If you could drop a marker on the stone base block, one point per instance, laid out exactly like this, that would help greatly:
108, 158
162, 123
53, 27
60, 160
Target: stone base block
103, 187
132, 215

- - -

Print each line of the records above again, reproducing every character without change.

RESPONSE BELOW:
If you could drop a marker on the stone base block, one point per instance, laid out exactly like this, that would help greatly:
108, 158
162, 123
53, 27
60, 160
Target: stone base block
103, 187
132, 215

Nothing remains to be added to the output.